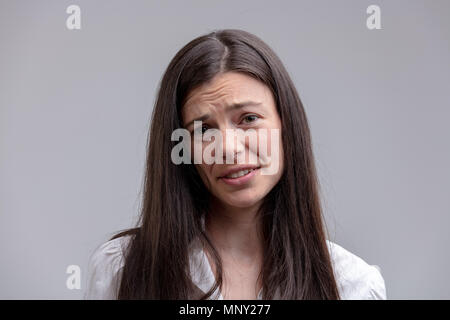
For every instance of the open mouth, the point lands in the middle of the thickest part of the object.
(240, 177)
(239, 174)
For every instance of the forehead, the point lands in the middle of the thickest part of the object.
(226, 89)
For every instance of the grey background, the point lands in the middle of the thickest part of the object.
(75, 109)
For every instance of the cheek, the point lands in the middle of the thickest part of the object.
(203, 171)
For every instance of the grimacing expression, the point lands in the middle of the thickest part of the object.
(220, 105)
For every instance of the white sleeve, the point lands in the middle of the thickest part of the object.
(376, 285)
(356, 279)
(104, 271)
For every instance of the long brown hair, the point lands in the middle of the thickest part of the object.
(296, 257)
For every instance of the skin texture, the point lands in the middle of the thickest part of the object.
(232, 223)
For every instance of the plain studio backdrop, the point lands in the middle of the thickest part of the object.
(75, 109)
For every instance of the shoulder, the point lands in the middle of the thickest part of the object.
(356, 279)
(104, 269)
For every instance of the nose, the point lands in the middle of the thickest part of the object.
(232, 146)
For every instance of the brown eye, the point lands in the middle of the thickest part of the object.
(250, 118)
(204, 128)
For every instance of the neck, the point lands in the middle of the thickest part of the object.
(235, 230)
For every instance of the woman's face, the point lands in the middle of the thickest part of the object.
(212, 103)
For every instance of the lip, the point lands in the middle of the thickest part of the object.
(241, 180)
(239, 168)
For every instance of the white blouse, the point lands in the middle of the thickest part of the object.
(356, 280)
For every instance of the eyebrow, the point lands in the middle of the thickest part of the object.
(233, 106)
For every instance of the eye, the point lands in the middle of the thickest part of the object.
(250, 118)
(201, 130)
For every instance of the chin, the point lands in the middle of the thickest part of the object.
(241, 199)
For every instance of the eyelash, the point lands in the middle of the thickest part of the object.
(245, 117)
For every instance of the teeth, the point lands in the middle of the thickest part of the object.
(239, 174)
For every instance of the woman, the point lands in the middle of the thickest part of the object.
(226, 230)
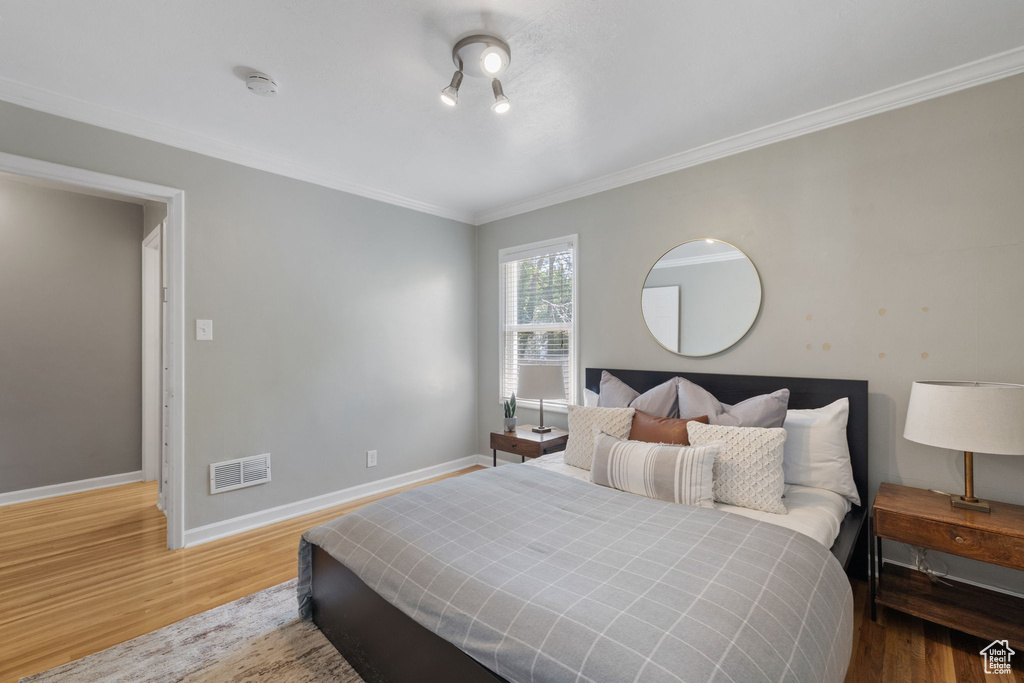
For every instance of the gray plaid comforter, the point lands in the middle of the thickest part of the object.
(540, 577)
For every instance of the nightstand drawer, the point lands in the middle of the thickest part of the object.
(509, 443)
(956, 540)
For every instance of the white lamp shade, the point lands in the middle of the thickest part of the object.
(541, 382)
(976, 417)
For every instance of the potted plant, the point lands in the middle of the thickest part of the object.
(510, 415)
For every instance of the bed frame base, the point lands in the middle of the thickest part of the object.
(378, 639)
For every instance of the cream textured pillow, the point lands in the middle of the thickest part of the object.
(749, 473)
(583, 420)
(674, 473)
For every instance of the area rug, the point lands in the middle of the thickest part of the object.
(257, 638)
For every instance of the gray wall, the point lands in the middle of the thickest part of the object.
(340, 324)
(912, 209)
(71, 378)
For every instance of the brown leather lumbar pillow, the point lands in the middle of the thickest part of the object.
(662, 430)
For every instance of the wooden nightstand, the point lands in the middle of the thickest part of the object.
(920, 517)
(526, 442)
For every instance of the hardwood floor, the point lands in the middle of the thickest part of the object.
(81, 572)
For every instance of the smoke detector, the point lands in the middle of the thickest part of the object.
(261, 84)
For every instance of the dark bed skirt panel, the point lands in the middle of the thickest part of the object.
(378, 639)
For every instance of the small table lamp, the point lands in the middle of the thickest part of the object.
(541, 382)
(982, 417)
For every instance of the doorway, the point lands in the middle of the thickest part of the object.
(154, 365)
(172, 315)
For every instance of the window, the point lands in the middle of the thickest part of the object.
(537, 290)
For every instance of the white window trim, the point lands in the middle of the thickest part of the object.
(507, 254)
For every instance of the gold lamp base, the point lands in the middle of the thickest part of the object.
(968, 501)
(976, 504)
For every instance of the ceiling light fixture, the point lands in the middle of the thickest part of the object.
(480, 55)
(501, 104)
(450, 95)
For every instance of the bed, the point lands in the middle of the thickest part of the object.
(435, 584)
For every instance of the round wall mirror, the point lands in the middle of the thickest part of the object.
(701, 297)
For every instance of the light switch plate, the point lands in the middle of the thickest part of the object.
(204, 330)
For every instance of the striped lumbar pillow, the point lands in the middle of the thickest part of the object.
(673, 473)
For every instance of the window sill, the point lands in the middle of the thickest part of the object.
(532, 404)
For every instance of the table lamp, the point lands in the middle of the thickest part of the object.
(973, 417)
(541, 382)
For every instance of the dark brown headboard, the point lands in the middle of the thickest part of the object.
(804, 392)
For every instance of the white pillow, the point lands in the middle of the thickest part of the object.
(583, 420)
(749, 472)
(816, 451)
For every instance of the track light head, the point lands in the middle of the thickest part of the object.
(501, 104)
(450, 95)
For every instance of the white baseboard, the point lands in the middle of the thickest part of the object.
(27, 495)
(200, 535)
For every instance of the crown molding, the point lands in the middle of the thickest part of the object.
(696, 260)
(103, 117)
(983, 71)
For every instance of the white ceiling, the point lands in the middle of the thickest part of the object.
(603, 92)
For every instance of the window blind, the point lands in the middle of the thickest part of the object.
(538, 308)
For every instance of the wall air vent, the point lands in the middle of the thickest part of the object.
(231, 474)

EXERCISE DESCRIPTION: Give the listing again, exactly as it appears, but without its images.

RESULT FOR THIS TASK:
For every instance of the open mouth, the point lands in the middle of the thickest part of the object.
(240, 177)
(239, 174)
For every instance of the forehead, the point lands in the middle of the thickest part of the object.
(226, 89)
For every instance of the grey background, the point lands in the middle of the thickest part of the object.
(75, 109)
For every instance of the cheek, the point lands in the middle of the thickest part of the object.
(203, 171)
For every instance of the grimacing expression, the point lands in the middle of the thickest part of the object.
(220, 105)
For every instance of the white sleeve, the point lands in the middle of the thickest part of the object.
(376, 285)
(356, 279)
(104, 271)
For every instance of the long brown hair, the point lands in the middle of the thickest part of the object.
(296, 257)
For every instance of the skin texture, the point lands in the middle of the thickest part of the object.
(232, 223)
For every instance of the plain studio backdrop, the point lands in the middle of the thickest part of the object.
(75, 109)
For every instance of the shoulder, the point lands in the middle of the thickest part of the object.
(356, 279)
(104, 269)
For every instance of the nose, the point lands in the middle of the thickest part of the object.
(232, 146)
For every instance of the brown eye, the point lands in the middle of the thickest part of the object.
(250, 118)
(204, 128)
For every instance of the neck, the point lands in the middle of the thickest part of the object.
(235, 230)
For every instance of the woman's face, the point lands in the middle of the thickest part of the object.
(212, 103)
For every instance of the lip, the point lands in the middle of the thickest part of the object.
(241, 180)
(239, 168)
For every instance of the white blouse, the point lands in the middle of the thickest part of the object.
(356, 280)
For every instance of the eyebrow, the point lands in the middle of the thickest part of the object.
(233, 106)
For every instance of the eye, the point lands in the middle of the thickest part of the object.
(250, 118)
(201, 130)
For every instance of the chin, the point lands in the middle of the thickest part of the object.
(241, 199)
For every instance of the eyelash, the point lands in the middle of the thickest part of the object.
(245, 117)
For every instance of the teeth, the point lands in the middle of the thickest part of the object.
(239, 174)
For every instance of the woman, the point lands in the middle of the thickest part of the object.
(226, 230)
For every instance of the gray plaid comforter, the point lands in the middle of the thickest part of the object.
(540, 577)
For every instance of the nightstand drawer, the point lands in the middle of the thickest part of the object.
(509, 443)
(956, 540)
For every instance of the white lamp shade, the point lands in the middle of the thickest part of the object.
(541, 382)
(976, 417)
For every instance of the potted plant, the point lands in the middle of the thickest part of the object.
(510, 415)
For every instance of the bed frame base, the point lands in the middle of the thickest part of the object.
(378, 639)
For every instance of the cream textured pillow, the point lands in the middle of the thickest part of the object.
(749, 473)
(583, 420)
(674, 473)
For every instance of the area rug, the point lands in the middle of the thickest part of the object.
(257, 638)
For every instance of the gray wall, the point lands in the middle of the thickest part of the object.
(340, 324)
(912, 209)
(71, 378)
For every instance of the brown leather lumbar pillow, the point lands in the middle of the thickest part of the object.
(662, 430)
For every instance of the wooden nightstand, the point lands in the middle of the thickest part of the object.
(920, 517)
(526, 442)
For every instance of the hardwood floor, the point lands in the middle of the thickest part of the object.
(81, 572)
For every instance of the smoke detector, the point lands in the middle of the thickest part of the object.
(261, 84)
For every instance of the dark bed skirt panel, the point lands in the middle of the thickest part of the object.
(378, 639)
For every instance of the small table lamp, the point lands in the middle of the thickest part of the object.
(541, 382)
(982, 417)
For every instance of the doorway, the point lands in the middle of the thickest part of the object.
(154, 365)
(172, 315)
For every instance of the window, the point lands in the middle of the thickest part of the object.
(537, 290)
For every instance of the white window trim, the point lands in the middle of the thickest part of the object.
(507, 254)
For every instance of the gold lamp base, the point lands in the middle of the thickest part of the object.
(968, 501)
(976, 504)
For every instance of the ceiling light fixture, the point lands in the middle of the thickest part of the object.
(480, 55)
(501, 104)
(450, 95)
For every instance of the bed, the point lands in the middle of the thickest part of the object.
(435, 584)
For every instance of the round wall mirror, the point lands in the middle of the thickest part of the object.
(701, 297)
For every instance of the light switch plate, the point lands in the middle of the thickest part of the object.
(204, 330)
For every instance of the striped lumbar pillow, the point lands in the middle of the thickest part of the object.
(673, 473)
For every instance of the window sill, the point lands in the middle of the thickest part of the object.
(532, 404)
For every instance of the table lamp, the point lands in the middle of the thickest part of the object.
(973, 417)
(541, 382)
For every instance of the dark brown headboard, the point lands in the middle of the thickest part of the object.
(804, 392)
For every instance of the white pillow, the point lands in the middle of the thickest part of the object.
(583, 420)
(749, 472)
(816, 451)
For every instance of the track light head, the point lands in the middle of the thickest part of the object.
(501, 104)
(450, 95)
For every instance of the white baseboard, the point lands in the middle of the thickest part of the object.
(27, 495)
(200, 535)
For every instance of the crown molding, the point lands in the middle of the thickest part of the object.
(696, 260)
(103, 117)
(983, 71)
For every instance of the white ceiling, the point lands in the middle of the thickest part of the object.
(603, 92)
For every instance of the window blind, the point lands in the middle of the thickest part of the object.
(538, 308)
For every instance of the wall air vent, the point lands in the middle of the thickest part of the object.
(231, 474)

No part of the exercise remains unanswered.